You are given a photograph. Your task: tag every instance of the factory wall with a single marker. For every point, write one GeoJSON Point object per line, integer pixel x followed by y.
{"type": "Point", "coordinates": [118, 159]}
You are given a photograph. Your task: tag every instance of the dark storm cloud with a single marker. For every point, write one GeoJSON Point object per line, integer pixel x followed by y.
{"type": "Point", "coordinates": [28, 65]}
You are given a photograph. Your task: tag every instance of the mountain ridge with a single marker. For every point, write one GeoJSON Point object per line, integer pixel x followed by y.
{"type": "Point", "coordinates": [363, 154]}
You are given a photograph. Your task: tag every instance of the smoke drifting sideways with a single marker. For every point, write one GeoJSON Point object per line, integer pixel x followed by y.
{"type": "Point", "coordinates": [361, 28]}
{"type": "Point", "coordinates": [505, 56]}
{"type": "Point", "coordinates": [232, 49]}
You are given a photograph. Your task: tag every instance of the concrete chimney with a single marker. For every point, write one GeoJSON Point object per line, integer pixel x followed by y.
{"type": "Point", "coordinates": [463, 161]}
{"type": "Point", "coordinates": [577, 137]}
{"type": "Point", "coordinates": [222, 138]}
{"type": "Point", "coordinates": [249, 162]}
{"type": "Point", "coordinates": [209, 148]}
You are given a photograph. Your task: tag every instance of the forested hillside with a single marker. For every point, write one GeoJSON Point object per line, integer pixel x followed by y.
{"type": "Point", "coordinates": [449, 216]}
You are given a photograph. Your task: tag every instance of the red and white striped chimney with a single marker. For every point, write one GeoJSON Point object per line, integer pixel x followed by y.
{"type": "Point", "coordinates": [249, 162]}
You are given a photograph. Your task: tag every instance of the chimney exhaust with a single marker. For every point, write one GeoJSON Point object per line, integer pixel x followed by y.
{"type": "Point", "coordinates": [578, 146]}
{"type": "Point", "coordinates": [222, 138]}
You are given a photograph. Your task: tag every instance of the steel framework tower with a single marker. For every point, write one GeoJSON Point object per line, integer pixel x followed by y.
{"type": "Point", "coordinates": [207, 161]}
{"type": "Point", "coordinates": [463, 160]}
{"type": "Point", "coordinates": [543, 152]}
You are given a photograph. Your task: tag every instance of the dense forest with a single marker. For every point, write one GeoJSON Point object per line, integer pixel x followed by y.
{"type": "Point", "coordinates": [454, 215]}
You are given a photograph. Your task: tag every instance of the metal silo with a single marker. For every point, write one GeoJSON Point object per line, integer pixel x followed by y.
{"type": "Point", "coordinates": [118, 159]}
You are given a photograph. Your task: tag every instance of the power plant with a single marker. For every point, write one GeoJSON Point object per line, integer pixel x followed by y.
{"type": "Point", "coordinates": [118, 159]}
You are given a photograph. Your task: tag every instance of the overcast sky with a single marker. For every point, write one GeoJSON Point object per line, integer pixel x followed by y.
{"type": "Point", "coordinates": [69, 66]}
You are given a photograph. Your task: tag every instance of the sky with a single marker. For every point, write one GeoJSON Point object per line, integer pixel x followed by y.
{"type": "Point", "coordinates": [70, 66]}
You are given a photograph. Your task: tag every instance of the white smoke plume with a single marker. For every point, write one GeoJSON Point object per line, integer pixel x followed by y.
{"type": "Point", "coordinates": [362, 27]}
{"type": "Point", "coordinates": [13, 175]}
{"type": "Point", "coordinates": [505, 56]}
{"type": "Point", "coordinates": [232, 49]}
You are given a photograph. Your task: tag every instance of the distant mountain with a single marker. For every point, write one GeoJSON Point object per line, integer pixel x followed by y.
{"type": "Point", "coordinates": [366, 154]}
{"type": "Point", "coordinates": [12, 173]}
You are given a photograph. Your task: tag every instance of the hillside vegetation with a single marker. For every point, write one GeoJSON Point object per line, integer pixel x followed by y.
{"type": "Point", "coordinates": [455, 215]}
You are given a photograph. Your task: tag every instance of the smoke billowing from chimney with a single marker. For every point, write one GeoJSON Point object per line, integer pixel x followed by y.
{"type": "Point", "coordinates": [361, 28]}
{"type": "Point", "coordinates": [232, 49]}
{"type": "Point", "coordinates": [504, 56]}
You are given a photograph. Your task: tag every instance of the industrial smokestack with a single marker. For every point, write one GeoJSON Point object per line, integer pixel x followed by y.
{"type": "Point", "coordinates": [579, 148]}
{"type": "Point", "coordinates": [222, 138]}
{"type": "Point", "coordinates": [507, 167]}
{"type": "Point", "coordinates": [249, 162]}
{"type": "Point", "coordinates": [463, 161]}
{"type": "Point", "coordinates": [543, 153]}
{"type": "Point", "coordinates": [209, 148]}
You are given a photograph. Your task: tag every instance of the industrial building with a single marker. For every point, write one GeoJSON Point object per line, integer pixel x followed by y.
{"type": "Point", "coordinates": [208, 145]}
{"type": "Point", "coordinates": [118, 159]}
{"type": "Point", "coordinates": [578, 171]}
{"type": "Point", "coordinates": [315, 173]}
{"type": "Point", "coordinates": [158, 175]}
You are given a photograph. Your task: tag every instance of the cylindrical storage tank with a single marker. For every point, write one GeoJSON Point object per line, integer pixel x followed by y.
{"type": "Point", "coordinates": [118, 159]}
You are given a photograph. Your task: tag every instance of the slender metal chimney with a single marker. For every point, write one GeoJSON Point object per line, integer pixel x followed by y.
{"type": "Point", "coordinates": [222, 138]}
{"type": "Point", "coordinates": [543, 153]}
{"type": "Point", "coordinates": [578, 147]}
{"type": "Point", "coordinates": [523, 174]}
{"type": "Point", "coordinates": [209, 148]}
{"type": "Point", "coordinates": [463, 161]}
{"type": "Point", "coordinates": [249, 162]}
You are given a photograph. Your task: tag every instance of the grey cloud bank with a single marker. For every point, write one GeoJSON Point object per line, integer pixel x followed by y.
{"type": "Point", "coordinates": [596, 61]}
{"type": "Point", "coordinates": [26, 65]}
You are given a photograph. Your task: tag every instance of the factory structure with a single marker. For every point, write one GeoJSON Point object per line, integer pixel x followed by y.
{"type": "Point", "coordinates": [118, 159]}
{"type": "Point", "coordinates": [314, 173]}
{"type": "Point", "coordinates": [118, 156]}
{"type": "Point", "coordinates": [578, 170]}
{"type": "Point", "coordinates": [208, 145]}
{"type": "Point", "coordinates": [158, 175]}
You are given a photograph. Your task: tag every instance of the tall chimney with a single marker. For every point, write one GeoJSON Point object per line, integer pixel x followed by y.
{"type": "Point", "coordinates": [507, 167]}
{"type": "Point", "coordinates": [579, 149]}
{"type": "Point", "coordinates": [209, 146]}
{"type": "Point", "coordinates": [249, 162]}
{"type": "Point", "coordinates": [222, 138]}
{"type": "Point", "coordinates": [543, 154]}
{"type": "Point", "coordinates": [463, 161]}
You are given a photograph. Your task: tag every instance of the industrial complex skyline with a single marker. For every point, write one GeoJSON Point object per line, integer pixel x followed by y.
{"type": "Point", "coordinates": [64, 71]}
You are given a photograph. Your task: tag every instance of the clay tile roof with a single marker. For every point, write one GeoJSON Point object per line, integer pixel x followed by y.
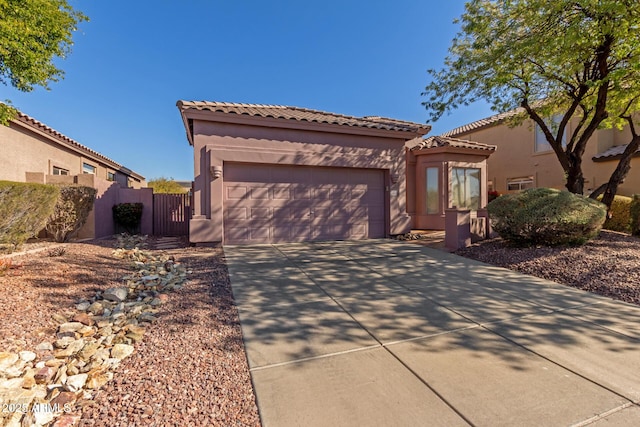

PROBLEM DETAILS :: A verbatim rendering of the listing above is required, without any of its pictures.

ANSWER FOR THIS EXERCISE ::
You are given a photograph. Your task: tag every instance of the factory wall with a single marker. For every point, write one GeoJSON Point object per line, integer pixel x followed by y.
{"type": "Point", "coordinates": [118, 159]}
You are given a photograph. Your task: tag every instance of the dark storm cloud with a single marker. For every point, write one GeoJSON Point object per line, integer pixel x followed by y.
{"type": "Point", "coordinates": [28, 65]}
You are given a photograph. Your task: tag every instance of the mountain ridge with a single marker. For every point, write one GeoJSON Point object per line, integer pixel x followed by y.
{"type": "Point", "coordinates": [363, 154]}
You are given a photograph. Your task: tag every instance of the smoke drifting sideways with a single marker. For every point, write one GeoJSON Point object per line, integer pixel x followed by y.
{"type": "Point", "coordinates": [361, 28]}
{"type": "Point", "coordinates": [505, 56]}
{"type": "Point", "coordinates": [232, 49]}
You are given a photograph. Your task: tag every instance of the concrete chimney with a single marker. For every point, write one GeoJSON Point object per line, integer pixel x followed by y.
{"type": "Point", "coordinates": [463, 161]}
{"type": "Point", "coordinates": [577, 137]}
{"type": "Point", "coordinates": [222, 138]}
{"type": "Point", "coordinates": [249, 162]}
{"type": "Point", "coordinates": [209, 148]}
You are given a photograph. Your task: tag every instance of the forested hillside with a single marker. For every point, write one GeoJSON Point object per line, integer pixel x followed by y.
{"type": "Point", "coordinates": [449, 216]}
You are given a photograph. Your task: tag every instance of the red and white striped chimney with a single marker. For every point, write one GeoJSON Point object per line, integer pixel x followed by y.
{"type": "Point", "coordinates": [249, 162]}
You are given a photograph. Your task: tag every instance of the chimney exhaust with a single marker. For every point, write one GeoJSON Point object per line, integer pixel x followed by y.
{"type": "Point", "coordinates": [578, 146]}
{"type": "Point", "coordinates": [222, 138]}
You are given a photograph. Your task: tag every instance of the steel framework tower with a single marker. For every point, write one GeoJSON Point object per line, integer pixel x followed by y.
{"type": "Point", "coordinates": [207, 161]}
{"type": "Point", "coordinates": [463, 160]}
{"type": "Point", "coordinates": [543, 152]}
You are given a photograph. Your task: tag every instance of the dense forest with a single marker. For every point, write one GeoJSON Point object per line, integer pixel x followed by y.
{"type": "Point", "coordinates": [454, 215]}
You are given a photograph. Your task: tag every instance of the metal silo with a single marker. For every point, write one GeoJSON Point object per line, integer pixel x followed by y.
{"type": "Point", "coordinates": [118, 159]}
You are given a photograph. Your task: tag every instance of the power plant with a single marker. For every point, write one GeoJSON Point object per line, integer pixel x followed by y.
{"type": "Point", "coordinates": [118, 159]}
You are given a photograph. Your task: tag every instance of the overcast sky with a single marker. For every point, write one GeoJSON Point object per line, integer pixel x followed by y.
{"type": "Point", "coordinates": [69, 66]}
You are given a photograph. Your task: tag every instance of the sky with a single marker. For every point, write one GeoJSON Point object per line, integer pixel x followed by y.
{"type": "Point", "coordinates": [70, 66]}
You are given a photograph. Your task: tag every instance of the white smoke plume with a single marker. For every point, write one GeoJSON Point object per line, integer pixel x followed by y.
{"type": "Point", "coordinates": [362, 27]}
{"type": "Point", "coordinates": [13, 175]}
{"type": "Point", "coordinates": [505, 56]}
{"type": "Point", "coordinates": [232, 49]}
You are given a photograph. Your task: tag every instance of the distant mountain with a single marker. For every point, write one GeoJSON Point object per line, integer pixel x followed by y.
{"type": "Point", "coordinates": [366, 154]}
{"type": "Point", "coordinates": [12, 173]}
You are given a photograph. Your task: tag every instance of the hillside vegetation with a single marker. For every point, write one GeoJSON Point object per line, integer pixel x followed by y.
{"type": "Point", "coordinates": [455, 215]}
You are given a photograph. Your task: tag every instance of the smoke billowing from chimney with a single marker. For every point, write one GeoJSON Point object per line, integer pixel x followed by y.
{"type": "Point", "coordinates": [361, 28]}
{"type": "Point", "coordinates": [232, 49]}
{"type": "Point", "coordinates": [504, 56]}
You are given a photograph. Your task: tag every instance of the industrial smokestack with a single marker. For every point, write one GeoJSON Point object per line, integer pixel x followed by y.
{"type": "Point", "coordinates": [579, 148]}
{"type": "Point", "coordinates": [222, 138]}
{"type": "Point", "coordinates": [507, 167]}
{"type": "Point", "coordinates": [249, 162]}
{"type": "Point", "coordinates": [463, 161]}
{"type": "Point", "coordinates": [543, 153]}
{"type": "Point", "coordinates": [209, 148]}
You are given a photograph. Your task: tag every instance of the industrial building with a single marker. For every point, write one GeoJSON Point object per line, integer pixel x followed by y.
{"type": "Point", "coordinates": [208, 145]}
{"type": "Point", "coordinates": [118, 159]}
{"type": "Point", "coordinates": [578, 171]}
{"type": "Point", "coordinates": [315, 173]}
{"type": "Point", "coordinates": [158, 175]}
You are given a photograph. Your task: tag every instance of the cylindrical storage tank with a single marker. For every point, write one GeoJSON Point object per line, integer pixel x followed by y.
{"type": "Point", "coordinates": [118, 159]}
You are given a photograph. Your task: tag every instance of the slender metal chimney with a single marker. For every point, write one GeoJSON Point object per line, integer pixel x followed by y.
{"type": "Point", "coordinates": [222, 138]}
{"type": "Point", "coordinates": [543, 153]}
{"type": "Point", "coordinates": [578, 147]}
{"type": "Point", "coordinates": [523, 174]}
{"type": "Point", "coordinates": [209, 148]}
{"type": "Point", "coordinates": [463, 161]}
{"type": "Point", "coordinates": [249, 162]}
You are given a photograph. Your task: tag every instance of the grey cloud bank with a single marker. For every point, write one GeoJSON Point object per line, integer pixel x followed by y.
{"type": "Point", "coordinates": [596, 61]}
{"type": "Point", "coordinates": [26, 65]}
You are given a photograph. Your task: tag every instance of the factory structure with a single marker. For every point, write one GeoJSON Point object per line, integer pixel x followed by y.
{"type": "Point", "coordinates": [118, 159]}
{"type": "Point", "coordinates": [314, 173]}
{"type": "Point", "coordinates": [118, 156]}
{"type": "Point", "coordinates": [578, 170]}
{"type": "Point", "coordinates": [208, 145]}
{"type": "Point", "coordinates": [158, 175]}
You are given a photograph. Your task: tag every instance of the tall chimney with a single marker. For every point, write one GeoJSON Point object per line, integer pixel x followed by y.
{"type": "Point", "coordinates": [507, 167]}
{"type": "Point", "coordinates": [579, 149]}
{"type": "Point", "coordinates": [209, 146]}
{"type": "Point", "coordinates": [249, 162]}
{"type": "Point", "coordinates": [222, 138]}
{"type": "Point", "coordinates": [543, 154]}
{"type": "Point", "coordinates": [463, 161]}
You are given a photograph. Your task: tag every instance of the industrial complex skyline with a single marker. For every point, write one GeoJSON Point object per line, integer pixel x followed by y.
{"type": "Point", "coordinates": [64, 71]}
You are given a photograph. Your task: tag every instance of the clay tile roof with a single marker. For every point, write one GeoJSON Point object per line, integer pixel x followed by y.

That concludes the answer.